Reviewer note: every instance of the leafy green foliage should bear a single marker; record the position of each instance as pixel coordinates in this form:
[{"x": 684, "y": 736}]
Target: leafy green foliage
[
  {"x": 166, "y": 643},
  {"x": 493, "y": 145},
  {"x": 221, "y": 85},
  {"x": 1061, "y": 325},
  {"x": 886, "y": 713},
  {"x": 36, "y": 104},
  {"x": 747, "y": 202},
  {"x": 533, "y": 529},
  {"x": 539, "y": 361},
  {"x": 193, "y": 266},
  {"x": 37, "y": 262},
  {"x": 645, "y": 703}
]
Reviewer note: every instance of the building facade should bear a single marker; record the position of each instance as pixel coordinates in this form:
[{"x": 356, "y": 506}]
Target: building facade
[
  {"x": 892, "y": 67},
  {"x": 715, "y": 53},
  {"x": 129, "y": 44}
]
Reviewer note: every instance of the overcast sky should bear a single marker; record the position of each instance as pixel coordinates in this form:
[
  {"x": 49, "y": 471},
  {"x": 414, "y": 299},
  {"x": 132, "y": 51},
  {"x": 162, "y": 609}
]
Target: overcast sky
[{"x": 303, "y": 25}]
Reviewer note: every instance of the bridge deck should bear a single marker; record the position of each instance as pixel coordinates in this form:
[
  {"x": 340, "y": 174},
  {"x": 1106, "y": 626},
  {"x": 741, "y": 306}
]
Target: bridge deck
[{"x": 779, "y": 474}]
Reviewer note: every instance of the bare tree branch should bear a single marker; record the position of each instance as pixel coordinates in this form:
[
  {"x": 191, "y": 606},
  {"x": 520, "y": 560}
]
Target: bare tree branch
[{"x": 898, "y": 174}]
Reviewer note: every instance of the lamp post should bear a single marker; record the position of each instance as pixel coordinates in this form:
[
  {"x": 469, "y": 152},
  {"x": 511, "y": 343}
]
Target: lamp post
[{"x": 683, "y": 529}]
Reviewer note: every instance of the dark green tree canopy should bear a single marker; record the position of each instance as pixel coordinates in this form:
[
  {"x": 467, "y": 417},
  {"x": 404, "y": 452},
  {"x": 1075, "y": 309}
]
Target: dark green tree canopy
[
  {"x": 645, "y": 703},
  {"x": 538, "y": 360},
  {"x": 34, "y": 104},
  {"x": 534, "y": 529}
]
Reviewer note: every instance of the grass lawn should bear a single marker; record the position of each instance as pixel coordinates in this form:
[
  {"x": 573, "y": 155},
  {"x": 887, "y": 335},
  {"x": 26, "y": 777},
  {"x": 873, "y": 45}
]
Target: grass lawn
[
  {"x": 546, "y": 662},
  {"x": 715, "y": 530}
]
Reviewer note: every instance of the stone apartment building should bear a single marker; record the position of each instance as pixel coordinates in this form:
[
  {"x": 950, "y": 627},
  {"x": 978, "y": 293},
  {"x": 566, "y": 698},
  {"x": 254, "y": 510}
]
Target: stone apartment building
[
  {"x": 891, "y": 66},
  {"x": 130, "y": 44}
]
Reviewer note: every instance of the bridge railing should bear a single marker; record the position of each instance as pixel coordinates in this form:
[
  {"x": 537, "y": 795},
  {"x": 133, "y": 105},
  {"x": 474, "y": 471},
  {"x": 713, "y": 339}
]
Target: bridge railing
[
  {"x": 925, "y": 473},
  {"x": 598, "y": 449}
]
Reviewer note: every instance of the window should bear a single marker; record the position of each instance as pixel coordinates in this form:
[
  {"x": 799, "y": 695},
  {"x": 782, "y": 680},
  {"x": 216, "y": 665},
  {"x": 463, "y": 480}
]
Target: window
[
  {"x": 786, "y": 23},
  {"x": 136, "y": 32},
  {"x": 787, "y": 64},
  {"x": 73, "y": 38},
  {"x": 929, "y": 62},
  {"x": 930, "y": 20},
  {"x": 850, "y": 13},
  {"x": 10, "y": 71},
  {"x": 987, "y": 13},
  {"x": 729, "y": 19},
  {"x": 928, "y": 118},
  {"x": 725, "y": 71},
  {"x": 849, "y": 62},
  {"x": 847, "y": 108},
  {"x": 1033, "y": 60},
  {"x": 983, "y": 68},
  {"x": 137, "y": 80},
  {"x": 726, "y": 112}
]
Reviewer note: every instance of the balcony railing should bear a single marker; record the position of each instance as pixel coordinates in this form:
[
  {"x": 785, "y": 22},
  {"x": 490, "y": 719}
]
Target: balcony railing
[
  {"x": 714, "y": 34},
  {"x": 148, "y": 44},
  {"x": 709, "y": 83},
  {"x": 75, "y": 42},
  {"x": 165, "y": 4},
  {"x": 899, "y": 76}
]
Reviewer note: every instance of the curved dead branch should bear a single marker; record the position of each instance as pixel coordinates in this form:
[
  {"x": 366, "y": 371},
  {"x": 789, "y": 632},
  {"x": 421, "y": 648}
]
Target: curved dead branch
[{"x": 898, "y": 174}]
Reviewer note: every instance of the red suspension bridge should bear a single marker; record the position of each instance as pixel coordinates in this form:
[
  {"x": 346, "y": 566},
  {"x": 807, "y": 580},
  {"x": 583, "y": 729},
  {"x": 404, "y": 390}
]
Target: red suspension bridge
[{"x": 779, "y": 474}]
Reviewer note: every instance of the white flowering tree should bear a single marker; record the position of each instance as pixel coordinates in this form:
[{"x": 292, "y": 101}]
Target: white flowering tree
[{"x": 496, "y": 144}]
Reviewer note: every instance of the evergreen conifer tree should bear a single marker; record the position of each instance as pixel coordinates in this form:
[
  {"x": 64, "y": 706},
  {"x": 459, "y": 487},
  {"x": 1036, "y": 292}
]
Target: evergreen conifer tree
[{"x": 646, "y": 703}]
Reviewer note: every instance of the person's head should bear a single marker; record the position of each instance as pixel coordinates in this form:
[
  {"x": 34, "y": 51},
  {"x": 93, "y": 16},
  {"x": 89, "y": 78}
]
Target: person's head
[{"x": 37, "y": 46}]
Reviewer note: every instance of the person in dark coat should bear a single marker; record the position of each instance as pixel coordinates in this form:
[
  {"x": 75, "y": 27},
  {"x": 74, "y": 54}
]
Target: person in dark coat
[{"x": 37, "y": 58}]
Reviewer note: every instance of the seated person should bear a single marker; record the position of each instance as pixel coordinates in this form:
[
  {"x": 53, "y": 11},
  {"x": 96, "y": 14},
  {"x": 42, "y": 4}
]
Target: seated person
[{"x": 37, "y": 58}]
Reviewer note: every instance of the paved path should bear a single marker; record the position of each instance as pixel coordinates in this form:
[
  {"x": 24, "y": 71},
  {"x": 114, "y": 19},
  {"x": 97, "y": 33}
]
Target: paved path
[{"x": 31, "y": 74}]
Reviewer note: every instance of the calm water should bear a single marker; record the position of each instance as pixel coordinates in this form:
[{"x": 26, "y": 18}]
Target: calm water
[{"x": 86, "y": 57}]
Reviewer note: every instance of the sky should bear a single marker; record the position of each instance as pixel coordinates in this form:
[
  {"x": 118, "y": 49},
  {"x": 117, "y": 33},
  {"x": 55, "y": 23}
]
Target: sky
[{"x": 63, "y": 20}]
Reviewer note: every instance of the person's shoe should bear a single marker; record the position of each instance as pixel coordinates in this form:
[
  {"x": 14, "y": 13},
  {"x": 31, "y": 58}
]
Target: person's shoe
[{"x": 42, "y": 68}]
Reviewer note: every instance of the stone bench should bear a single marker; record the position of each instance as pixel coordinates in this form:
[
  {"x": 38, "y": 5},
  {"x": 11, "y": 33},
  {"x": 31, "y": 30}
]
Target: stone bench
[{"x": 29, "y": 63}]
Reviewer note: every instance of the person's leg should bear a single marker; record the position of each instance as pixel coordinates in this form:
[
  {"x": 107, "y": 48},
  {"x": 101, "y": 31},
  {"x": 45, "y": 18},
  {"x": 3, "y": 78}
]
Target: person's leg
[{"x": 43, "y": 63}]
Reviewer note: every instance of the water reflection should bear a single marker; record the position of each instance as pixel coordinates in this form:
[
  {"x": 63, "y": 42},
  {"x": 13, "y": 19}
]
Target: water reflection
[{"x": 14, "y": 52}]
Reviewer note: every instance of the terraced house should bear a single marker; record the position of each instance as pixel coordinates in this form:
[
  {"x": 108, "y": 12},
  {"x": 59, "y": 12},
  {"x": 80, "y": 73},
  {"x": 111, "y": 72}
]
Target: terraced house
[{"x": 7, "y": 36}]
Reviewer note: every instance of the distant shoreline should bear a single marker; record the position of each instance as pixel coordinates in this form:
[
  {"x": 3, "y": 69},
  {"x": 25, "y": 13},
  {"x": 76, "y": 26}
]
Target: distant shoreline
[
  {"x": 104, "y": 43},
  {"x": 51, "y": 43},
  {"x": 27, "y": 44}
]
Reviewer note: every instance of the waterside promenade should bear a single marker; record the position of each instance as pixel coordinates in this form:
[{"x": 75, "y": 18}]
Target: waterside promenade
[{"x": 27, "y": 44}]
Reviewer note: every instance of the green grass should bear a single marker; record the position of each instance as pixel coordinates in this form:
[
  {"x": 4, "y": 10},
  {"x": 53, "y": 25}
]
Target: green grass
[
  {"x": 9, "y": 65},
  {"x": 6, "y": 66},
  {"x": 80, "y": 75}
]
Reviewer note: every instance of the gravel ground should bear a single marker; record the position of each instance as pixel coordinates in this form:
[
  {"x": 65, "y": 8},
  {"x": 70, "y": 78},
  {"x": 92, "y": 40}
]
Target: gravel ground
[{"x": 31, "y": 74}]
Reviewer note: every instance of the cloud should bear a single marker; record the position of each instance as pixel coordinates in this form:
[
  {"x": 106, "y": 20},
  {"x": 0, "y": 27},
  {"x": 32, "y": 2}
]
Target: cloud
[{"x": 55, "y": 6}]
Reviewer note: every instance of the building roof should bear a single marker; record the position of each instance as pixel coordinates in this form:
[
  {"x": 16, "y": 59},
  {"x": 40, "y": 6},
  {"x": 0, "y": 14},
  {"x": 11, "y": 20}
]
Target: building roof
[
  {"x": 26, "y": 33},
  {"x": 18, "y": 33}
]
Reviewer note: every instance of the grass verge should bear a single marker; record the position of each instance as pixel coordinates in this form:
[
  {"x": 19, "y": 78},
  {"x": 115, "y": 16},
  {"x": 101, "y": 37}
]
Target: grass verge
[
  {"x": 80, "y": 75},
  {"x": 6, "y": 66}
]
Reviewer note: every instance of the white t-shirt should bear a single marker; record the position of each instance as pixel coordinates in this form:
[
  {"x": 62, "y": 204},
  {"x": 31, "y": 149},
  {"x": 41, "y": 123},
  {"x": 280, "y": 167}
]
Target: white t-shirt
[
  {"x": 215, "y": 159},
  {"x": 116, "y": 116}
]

> GIVEN INSTRUCTION:
Write out exactly the lines from the line holding "Reviewer note: every instance of the waterside" through the last line of the data, and nothing besides those lines.

> RESULT OF THIS EXERCISE:
Reviewer note: every instance of the waterside promenade should bear a single marker; record the position of each instance as pixel coordinates in this form:
[{"x": 75, "y": 18}]
Target: waterside promenade
[{"x": 27, "y": 44}]
Reviewer note: every instance of the green grass should bear a single marker; record the position of each instance as pixel coordinates in this form:
[
  {"x": 4, "y": 10},
  {"x": 53, "y": 25}
]
Target: green grass
[
  {"x": 9, "y": 65},
  {"x": 6, "y": 66},
  {"x": 80, "y": 75}
]
Reviewer note: every instance of the gravel ground should bear a single marker; record the position of each instance as pixel coordinates in this form:
[
  {"x": 65, "y": 8},
  {"x": 70, "y": 78},
  {"x": 92, "y": 40}
]
Target: gravel ground
[{"x": 31, "y": 74}]
Reviewer note: every instance of the cloud should bear a single marker; record the position of each instance as pixel coordinates in this form:
[
  {"x": 106, "y": 20},
  {"x": 0, "y": 27},
  {"x": 32, "y": 2}
]
Target: cloud
[{"x": 55, "y": 6}]
Reviewer note: every instance of the building roof should bear a single marker; record the position of each instance as pixel coordinates in this form:
[
  {"x": 16, "y": 59},
  {"x": 40, "y": 6},
  {"x": 0, "y": 14},
  {"x": 11, "y": 20}
]
Target: building roof
[
  {"x": 26, "y": 33},
  {"x": 18, "y": 33}
]
Reviewer note: every instance of the grass verge should bear a single marker; record the position of each instance as pixel coordinates in this form:
[
  {"x": 19, "y": 78},
  {"x": 115, "y": 16},
  {"x": 101, "y": 37}
]
Target: grass verge
[
  {"x": 80, "y": 75},
  {"x": 6, "y": 66}
]
Reviewer note: every instance of the white t-shirt should bear a single marker; record the position of each instance as pixel coordinates in this form:
[
  {"x": 62, "y": 204},
  {"x": 31, "y": 149},
  {"x": 41, "y": 123},
  {"x": 280, "y": 167}
]
Target: white t-shirt
[
  {"x": 215, "y": 159},
  {"x": 116, "y": 116}
]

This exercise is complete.